Text under study:

Objective. Omega–3 polyunsaturated fatty acids (PUFAs) were tested in adolescent depression and in several neurodevelopmental disorders with partial success. Anorexia nervosa (AN) is characterised by deficiencies in fatty food intake and frequent comorbidity, including depressive and cognitive symptoms. Thus supplementation with PUFAs may be beneficial in this group of patients. The aim of the study was to assess whether PUFAs as an add-on treatment is associated with better improvement of body mass index (BMI) and psychopathological symptoms than placebo in patients with AN.
Method. 61 female adolescent inpatients with AN were randomly allocated to omega–3 PUFAs supplementation or placebo for 10 weeks. Patients also participated in the behavioural programme and eclectic psychotherapy (treatment as usual, TAU). At baseline and follow-up visits, patients’ BMI and psychopathology were assessed with Clinical Global Impression Scale (CGI), Patient Global Impression Scale (PGI), and Eating Attitude Test (EAT-26).

Supplied material:
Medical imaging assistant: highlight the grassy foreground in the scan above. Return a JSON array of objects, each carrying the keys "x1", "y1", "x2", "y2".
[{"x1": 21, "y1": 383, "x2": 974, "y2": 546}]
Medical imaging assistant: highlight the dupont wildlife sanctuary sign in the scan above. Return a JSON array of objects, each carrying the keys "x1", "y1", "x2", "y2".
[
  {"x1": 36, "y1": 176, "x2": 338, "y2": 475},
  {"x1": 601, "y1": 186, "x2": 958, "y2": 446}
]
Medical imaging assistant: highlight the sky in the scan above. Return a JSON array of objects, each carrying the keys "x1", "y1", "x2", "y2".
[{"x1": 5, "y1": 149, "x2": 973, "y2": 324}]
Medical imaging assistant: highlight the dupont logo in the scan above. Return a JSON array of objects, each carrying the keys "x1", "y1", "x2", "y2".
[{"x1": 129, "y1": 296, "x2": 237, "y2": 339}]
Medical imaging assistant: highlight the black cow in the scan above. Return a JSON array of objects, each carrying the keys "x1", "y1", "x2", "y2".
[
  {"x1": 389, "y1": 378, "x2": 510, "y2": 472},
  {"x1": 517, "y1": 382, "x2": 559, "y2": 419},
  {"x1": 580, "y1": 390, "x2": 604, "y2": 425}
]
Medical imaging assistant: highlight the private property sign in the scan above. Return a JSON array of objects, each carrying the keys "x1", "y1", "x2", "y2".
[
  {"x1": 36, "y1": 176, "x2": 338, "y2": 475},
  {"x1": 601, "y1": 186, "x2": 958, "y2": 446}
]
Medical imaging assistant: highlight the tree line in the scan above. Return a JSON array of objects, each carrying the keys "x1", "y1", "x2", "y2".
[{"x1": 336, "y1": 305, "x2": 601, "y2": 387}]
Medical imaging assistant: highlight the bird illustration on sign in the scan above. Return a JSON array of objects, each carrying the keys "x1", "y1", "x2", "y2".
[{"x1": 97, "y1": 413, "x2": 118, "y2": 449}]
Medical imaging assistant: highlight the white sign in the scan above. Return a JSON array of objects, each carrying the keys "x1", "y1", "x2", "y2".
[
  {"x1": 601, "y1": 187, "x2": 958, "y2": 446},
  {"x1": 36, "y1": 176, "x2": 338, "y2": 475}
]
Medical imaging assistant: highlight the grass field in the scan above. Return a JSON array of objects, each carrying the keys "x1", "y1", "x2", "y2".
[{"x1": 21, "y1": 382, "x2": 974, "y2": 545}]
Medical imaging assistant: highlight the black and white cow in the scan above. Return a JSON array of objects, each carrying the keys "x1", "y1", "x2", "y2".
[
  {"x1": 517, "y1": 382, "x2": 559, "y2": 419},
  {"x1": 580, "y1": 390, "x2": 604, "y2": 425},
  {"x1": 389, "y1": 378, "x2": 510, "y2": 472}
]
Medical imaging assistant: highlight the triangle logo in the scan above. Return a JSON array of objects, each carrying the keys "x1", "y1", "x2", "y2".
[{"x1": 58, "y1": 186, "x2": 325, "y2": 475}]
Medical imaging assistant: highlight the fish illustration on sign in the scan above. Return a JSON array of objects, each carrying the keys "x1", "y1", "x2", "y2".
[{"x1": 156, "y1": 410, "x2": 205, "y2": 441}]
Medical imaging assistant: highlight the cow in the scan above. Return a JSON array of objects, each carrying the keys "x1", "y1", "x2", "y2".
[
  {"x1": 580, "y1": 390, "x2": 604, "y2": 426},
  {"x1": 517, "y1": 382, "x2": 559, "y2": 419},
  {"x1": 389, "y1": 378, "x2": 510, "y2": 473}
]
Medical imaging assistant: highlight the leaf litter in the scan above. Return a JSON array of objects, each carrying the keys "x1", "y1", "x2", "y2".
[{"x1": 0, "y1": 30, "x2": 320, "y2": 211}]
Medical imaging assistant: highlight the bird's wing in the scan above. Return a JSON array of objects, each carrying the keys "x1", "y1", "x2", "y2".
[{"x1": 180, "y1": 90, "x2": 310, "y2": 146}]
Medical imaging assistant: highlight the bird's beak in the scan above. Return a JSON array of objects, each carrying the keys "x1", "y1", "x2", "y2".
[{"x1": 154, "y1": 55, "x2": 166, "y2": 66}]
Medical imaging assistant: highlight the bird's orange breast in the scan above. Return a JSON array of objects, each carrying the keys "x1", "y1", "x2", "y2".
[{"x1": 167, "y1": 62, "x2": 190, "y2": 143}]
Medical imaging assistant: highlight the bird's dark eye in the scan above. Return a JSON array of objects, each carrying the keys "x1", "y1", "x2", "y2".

Exercise set:
1. In the abstract on omega-3 fatty acids in anorexia nervosa, for how long did patients receive supplementation or placebo?
2. Reproduce everything from "Method. 61 female" down to "Attitude Test (EAT-26)." in the abstract on omega-3 fatty acids in anorexia nervosa, replacing "10 weeks" with "12 weeks".
3. Extend the abstract on omega-3 fatty acids in anorexia nervosa with the text that comes after its last sentence.

Expected responses:
1. 10 weeks

2.
Method. 61 female adolescent inpatients with AN were randomly allocated to omega–3 PUFAs supplementation or placebo for 12 weeks. Patients also participated in the behavioural programme and eclectic psychotherapy (treatment as usual, TAU). At baseline and follow-up visits, patients’ BMI and psychopathology were assessed with Clinical Global Impression Scale (CGI), Patient Global Impression Scale (PGI), and Eating Attitude Test (EAT-26).

3.
Results. After 10 weeks, both groups showed improvement in all parameters. Improvement in CGI scores was observed greater in placebo vs. PUFA-s group (p = 0.015) while other differences were not statistically significant. Omega–3 PUFAs supplementation appears not to be effective as an add-on treatment in inpatient adolescent girls with anorexia nervosa.
Conclusions. The results should be analysed with caution due to small sample size and heterogeneity in TAU. As the TAU turned out to be highly effective, additional therapeutic effect of PUFA might not be visible. Nevertheless, that does not explain the tendency for better improvement in the placebo group.